> [DATA LINES]
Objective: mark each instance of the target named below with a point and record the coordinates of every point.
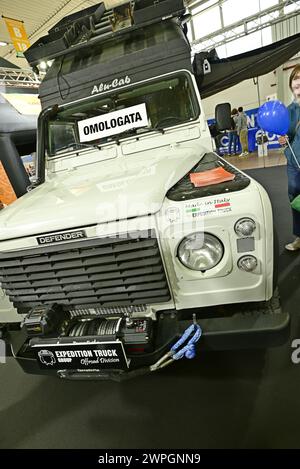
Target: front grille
(98, 272)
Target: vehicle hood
(121, 188)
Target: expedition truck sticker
(113, 123)
(209, 207)
(82, 356)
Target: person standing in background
(242, 130)
(293, 167)
(232, 134)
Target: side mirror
(223, 116)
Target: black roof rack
(96, 24)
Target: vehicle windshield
(154, 105)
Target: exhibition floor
(253, 161)
(241, 399)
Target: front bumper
(230, 327)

> [TASK TO CARRY OUT]
Please write out all of the items above word for word, leaving out the pictures.

> [RESULT OF THIS TASK]
Objective: mark each instance of the target named below with a point and record the coordinates of every point.
Target: front grille
(98, 272)
Target: vehicle hood
(121, 188)
Target: expedition truck sticker
(113, 123)
(209, 207)
(82, 356)
Target: person standing in background
(242, 130)
(293, 167)
(232, 134)
Target: side mirror
(223, 116)
Target: black roof rack
(96, 24)
Target: vehicle windshield
(154, 105)
Target: exhibition floor
(253, 161)
(241, 399)
Target: front bumper
(230, 327)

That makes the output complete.